# Pregnacare conception side effects?



## leannepookie

Hi everyone,

I'm just wondering if anyone has taken these and had symptoms of pregnancy? 

I started taking them 3 weeks ago, I'm 7 dpo today. One week til my period. I normally get sore breasts after ov and I did but for about 2 days now they have been so painful, much more than they usually are.
The bottom of my back has been aching for a few days nothing will get rid of it. 

Today I'm so tired I could fall asleep as i'm writing this. & I don't know if this is because im hoping and feeling and every movement but last week i felt so many little twiches and pangs and pains in my lower abdoman.... maybe thats in my mind tho! :dohh: lol 

So yeah, has anyone else taken these and had strange side effects? 

Any replies would be appreciated :thumbup:


----------



## MrsLotus

Hi Leannepookie,

I have been taking pregnacare conception tablets since May this year and noticed that I had very pregnancy like symptoms - I was feeling tiredness and cramps/twinges leading up to periods that convinced me I was pregnant as I don't recall having this before, but period then showed up, so perhaps it is side effects from these tablets? 

Hope that helps.


----------



## leannepookie

Yes thanks for your reply, are you still like this leading up to periods or has it settled?


----------



## MrsLotus

Nope still have these symptons, although not as painful as yours i.e. breasts are tender but dont hurt, and no backaches etc... so ive stopped acknowledging any 'signs' now to avoid getting any hopes up and stop my mind playing tricks on me!

Perhaps your signs are more pregnancy related?


----------



## leannepookie

I wish lol We've been trying for a year now and would be so amazing if I was. Think it must be the vitamins, theres no way i'm getting my hopes up..


----------



## mrsc81

Yes i have too, started taking them 4 weeks ago, had bad cramps in left ovary area for about 2 weeks, spot break out on chest and chin, then extreme fatigue, sore + swollen bbs, back ache etc thought i might be pregnant as i never suffer with pms, then spotted for 4 days before af which is when symptoms started to ease off. Still having pain in left ovary area, think that is something to do with my pcos but the pregnacare has either aggrevated it or helped not sure which yet! 
On a positive note i had alot of ewcm, it increased my sex drive and im fairly sure i ovulated!


----------



## leannepookie

Yes i've got spots when i never get them lol Looks like it is the pregnacare then, its funny that vitamins can do this.


----------



## xxxjessxxx

Yes, I had pregnancy side effects, and they also made my wee bright very close to illuminous yellow!

Supplied information:
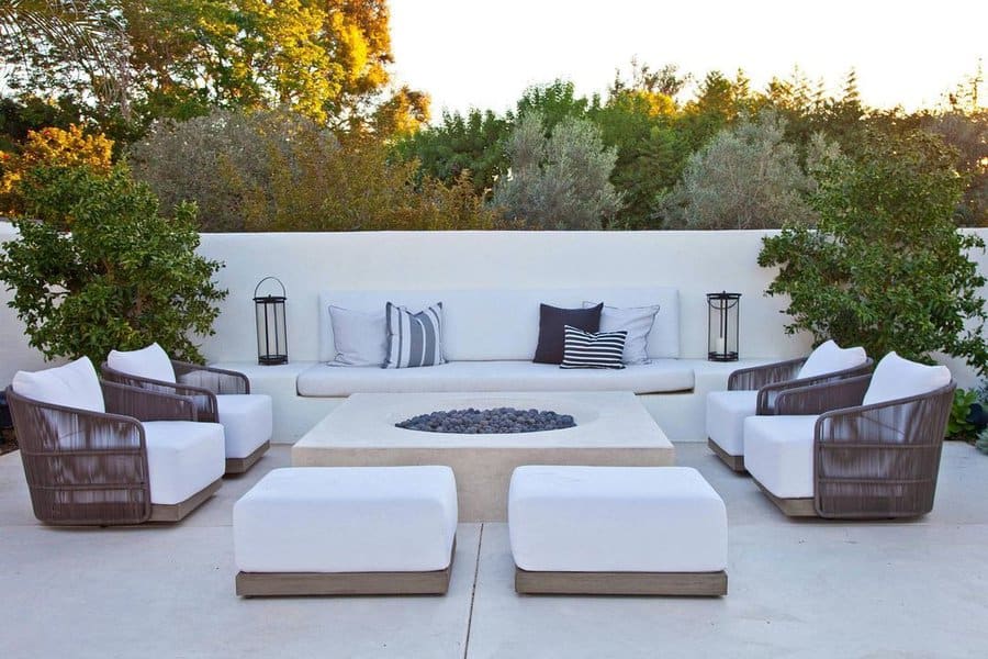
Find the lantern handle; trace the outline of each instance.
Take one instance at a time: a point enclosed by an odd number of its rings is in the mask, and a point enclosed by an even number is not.
[[[254,297],[257,298],[257,291],[258,291],[258,289],[260,289],[260,284],[262,284],[263,282],[266,282],[266,281],[269,280],[269,279],[273,279],[274,281],[278,282],[278,286],[281,287],[281,297],[284,298],[284,297],[285,297],[285,294],[284,294],[284,284],[281,283],[281,280],[278,279],[277,277],[265,277],[263,279],[261,279],[260,281],[258,281],[258,282],[257,282],[257,286],[254,287]]]

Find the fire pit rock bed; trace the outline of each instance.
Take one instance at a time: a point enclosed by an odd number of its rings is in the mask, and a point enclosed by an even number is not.
[[[458,433],[462,435],[497,435],[507,433],[538,433],[561,431],[576,426],[570,414],[557,414],[544,410],[517,410],[493,407],[478,410],[449,410],[430,412],[406,418],[395,427],[425,433]]]

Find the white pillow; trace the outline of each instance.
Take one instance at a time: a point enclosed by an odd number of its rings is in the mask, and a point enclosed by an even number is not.
[[[584,302],[583,308],[596,306],[599,302]],[[649,332],[655,322],[659,305],[654,306],[607,306],[600,311],[599,332],[627,332],[625,339],[625,353],[621,361],[625,364],[649,362]]]
[[[168,353],[156,343],[139,350],[110,350],[106,365],[128,376],[175,382],[175,369]]]
[[[831,339],[817,346],[817,349],[807,357],[796,378],[816,378],[854,368],[864,364],[868,356],[861,346],[842,348]]]
[[[388,356],[384,310],[353,311],[329,305],[336,358],[330,366],[377,366]]]
[[[37,372],[18,371],[11,382],[15,393],[42,403],[105,412],[100,379],[89,357]]]
[[[951,371],[945,366],[917,364],[889,353],[875,367],[862,404],[872,405],[928,393],[946,387],[950,381]]]

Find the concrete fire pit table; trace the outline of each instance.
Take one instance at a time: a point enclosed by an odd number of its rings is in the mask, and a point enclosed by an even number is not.
[[[576,427],[453,434],[395,424],[429,412],[475,407],[549,410]],[[447,465],[461,522],[504,522],[512,472],[521,465],[661,467],[675,448],[631,392],[357,393],[292,447],[295,467]]]

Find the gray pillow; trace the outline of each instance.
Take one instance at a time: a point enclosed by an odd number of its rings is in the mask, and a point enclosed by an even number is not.
[[[584,302],[588,309],[596,306],[598,302]],[[649,332],[655,322],[659,305],[654,306],[607,306],[600,311],[600,332],[627,332],[625,339],[625,354],[621,361],[625,364],[649,362]]]
[[[329,305],[336,358],[329,366],[377,366],[388,355],[384,310],[353,311]]]

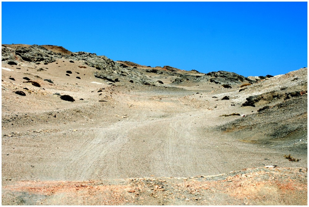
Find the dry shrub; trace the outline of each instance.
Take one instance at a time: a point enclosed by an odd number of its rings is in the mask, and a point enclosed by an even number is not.
[[[245,86],[250,86],[251,85],[251,83],[244,83],[240,86],[240,87],[242,88],[243,87],[244,87]]]
[[[221,115],[221,116],[240,116],[240,115],[238,113],[236,114],[235,113],[233,113],[232,114],[229,114],[229,115],[228,115],[227,114],[223,114],[223,115]]]
[[[291,161],[292,162],[298,162],[301,159],[295,159],[295,158],[293,158],[293,157],[291,156],[290,154],[289,154],[288,156],[285,154],[284,157],[286,159],[287,159],[290,161]]]

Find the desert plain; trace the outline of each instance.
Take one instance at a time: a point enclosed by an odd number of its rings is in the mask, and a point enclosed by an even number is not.
[[[307,204],[307,67],[244,77],[21,44],[2,58],[2,205]]]

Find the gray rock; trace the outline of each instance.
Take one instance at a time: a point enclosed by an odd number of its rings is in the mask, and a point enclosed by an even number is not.
[[[29,47],[23,47],[15,50],[15,54],[25,61],[36,62],[44,61],[51,63],[56,61],[56,53],[41,46],[34,44]]]

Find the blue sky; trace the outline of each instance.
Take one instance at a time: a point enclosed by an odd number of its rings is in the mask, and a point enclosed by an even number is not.
[[[307,2],[2,2],[2,44],[245,76],[307,66]]]

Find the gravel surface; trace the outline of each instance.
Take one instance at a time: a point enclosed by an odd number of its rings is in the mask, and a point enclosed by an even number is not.
[[[109,84],[82,65],[2,64],[2,205],[307,205],[307,68],[239,92]],[[274,90],[301,94],[241,106]]]

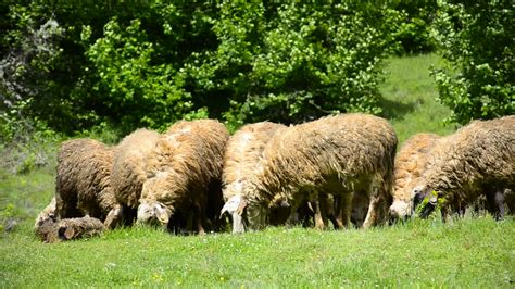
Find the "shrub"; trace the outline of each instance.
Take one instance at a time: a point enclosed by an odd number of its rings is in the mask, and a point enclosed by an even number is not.
[[[225,2],[215,51],[188,64],[198,93],[225,96],[230,127],[297,123],[332,112],[379,113],[381,60],[399,13],[386,5]],[[194,62],[193,62],[194,63]]]
[[[432,75],[449,121],[515,114],[513,2],[442,2],[435,21],[447,67]]]

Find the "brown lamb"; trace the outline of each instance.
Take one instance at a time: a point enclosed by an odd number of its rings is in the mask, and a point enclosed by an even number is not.
[[[90,238],[100,235],[103,230],[102,221],[90,216],[63,218],[59,222],[47,218],[38,225],[36,235],[42,242],[55,243]]]

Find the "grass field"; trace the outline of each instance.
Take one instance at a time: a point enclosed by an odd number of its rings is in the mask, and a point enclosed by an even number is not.
[[[435,101],[428,76],[438,61],[420,55],[392,59],[388,66],[381,103],[401,141],[419,131],[445,135],[454,129],[441,124],[450,111]],[[32,226],[53,194],[53,178],[51,165],[25,175],[0,172],[1,288],[515,286],[513,217],[203,237],[136,227],[45,244]]]

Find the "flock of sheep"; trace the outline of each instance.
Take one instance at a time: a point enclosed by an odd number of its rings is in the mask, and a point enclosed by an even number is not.
[[[514,212],[515,116],[397,146],[388,121],[360,113],[261,122],[233,136],[214,120],[180,121],[114,147],[72,139],[59,149],[55,196],[35,229],[56,242],[133,224],[205,234],[229,221],[243,233],[367,228],[438,205],[444,218],[478,203],[497,219]]]

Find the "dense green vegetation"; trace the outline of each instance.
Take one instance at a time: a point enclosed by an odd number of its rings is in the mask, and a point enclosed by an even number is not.
[[[450,121],[515,114],[513,1],[451,2],[435,21],[447,65],[434,71],[439,100],[453,111]]]

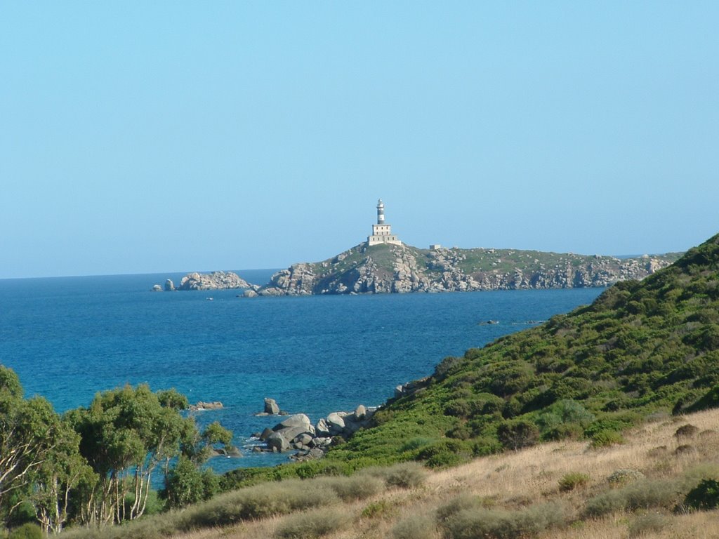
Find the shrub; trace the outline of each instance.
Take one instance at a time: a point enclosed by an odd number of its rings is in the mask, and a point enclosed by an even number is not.
[[[433,440],[431,438],[416,436],[415,438],[410,438],[402,444],[402,447],[400,448],[400,453],[414,451],[424,447],[425,446],[429,446],[435,440]]]
[[[716,479],[702,479],[698,485],[689,491],[684,503],[697,510],[719,507],[719,482]]]
[[[578,440],[584,436],[584,429],[577,423],[562,423],[552,427],[541,435],[544,441],[558,440]]]
[[[338,501],[333,490],[319,483],[291,479],[264,483],[228,492],[181,514],[182,529],[221,526],[242,520],[285,515],[329,505]]]
[[[37,524],[26,522],[10,532],[8,539],[42,539],[42,529]]]
[[[652,535],[664,530],[669,524],[669,518],[661,513],[641,515],[629,525],[629,537],[641,537],[648,534]]]
[[[472,454],[474,456],[487,456],[495,453],[501,453],[502,444],[493,438],[475,438],[472,446]]]
[[[436,528],[434,521],[426,515],[417,515],[400,520],[392,528],[394,539],[432,539]]]
[[[618,487],[643,479],[644,479],[644,474],[639,470],[620,469],[613,471],[611,475],[607,478],[607,482],[613,487]]]
[[[679,481],[638,481],[620,489],[603,492],[587,501],[584,514],[600,517],[620,510],[672,509],[682,499]]]
[[[442,380],[447,374],[461,367],[466,361],[464,358],[447,356],[434,367],[434,377]]]
[[[465,399],[450,400],[444,406],[444,415],[455,418],[467,418],[472,413],[472,405]]]
[[[566,522],[564,507],[546,504],[518,511],[464,510],[449,518],[444,528],[449,539],[515,539],[536,535]]]
[[[682,425],[674,433],[675,438],[691,438],[699,432],[699,428],[693,425]]]
[[[397,513],[397,508],[391,502],[382,499],[372,502],[362,510],[365,518],[389,518]]]
[[[580,471],[570,471],[565,474],[559,479],[559,490],[562,492],[569,492],[580,487],[585,487],[589,484],[590,476],[587,474]]]
[[[508,449],[533,446],[539,439],[539,429],[529,421],[505,421],[497,428],[497,438]]]
[[[480,505],[480,500],[477,497],[469,494],[460,494],[439,506],[437,509],[437,522],[444,522],[460,511],[475,509],[479,507]]]
[[[367,468],[360,475],[370,475],[385,482],[388,487],[414,489],[421,486],[427,479],[427,471],[416,462],[400,462],[382,468]]]
[[[624,443],[624,437],[616,430],[600,430],[592,436],[592,447],[609,447]]]
[[[369,498],[378,493],[384,486],[380,479],[369,475],[321,477],[314,481],[321,487],[331,489],[343,502]]]
[[[348,517],[339,508],[325,508],[287,517],[275,535],[282,539],[313,539],[342,528]]]
[[[463,460],[464,445],[458,440],[442,440],[427,446],[417,453],[417,460],[425,461],[430,468],[459,464]]]

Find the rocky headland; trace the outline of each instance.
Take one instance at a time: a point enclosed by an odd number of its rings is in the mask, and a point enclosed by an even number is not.
[[[460,292],[606,287],[641,280],[680,254],[619,259],[495,249],[422,249],[362,244],[321,262],[294,264],[245,295]]]
[[[399,388],[398,388],[399,389]],[[320,459],[335,443],[337,437],[349,438],[367,427],[377,408],[360,405],[354,412],[332,412],[315,425],[303,413],[289,415],[280,410],[274,399],[265,399],[265,411],[259,416],[286,415],[272,428],[265,428],[253,436],[262,442],[255,447],[257,452],[283,453],[294,451],[290,458],[296,461]]]
[[[233,289],[257,290],[256,285],[252,285],[242,279],[237,273],[232,272],[212,272],[211,273],[188,273],[180,281],[180,285],[175,287],[172,280],[168,279],[165,286],[155,285],[152,290],[155,291],[165,290],[225,290]]]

What to work on:
- 1) In the thread about Pregnacare conception side effects, how long has leannepookie been trying for a baby?
- 2) From the thread about Pregnacare conception side effects, print the passage starting at "The bottom of" and ending at "strange side effects?".
- 3) Translate this sentence from the thread about Pregnacare conception side effects into Spanish: "Perhaps your signs are more pregnancy related?"

Numbered responses:
- 1) A year.

- 2)
The bottom of my back has been aching for a few days nothing will get rid of it. 

Today I'm so tired I could fall asleep as i'm writing this. & I don't know if this is because im hoping and feeling and every movement but last week i felt so many little twiches and pangs and pains in my lower abdoman.... maybe thats in my mind tho! :dohh: lol 

So yeah, has anyone else taken these and had strange side effects?

- 3) ¿Quizás tus señales estén más relacionadas con el embarazo?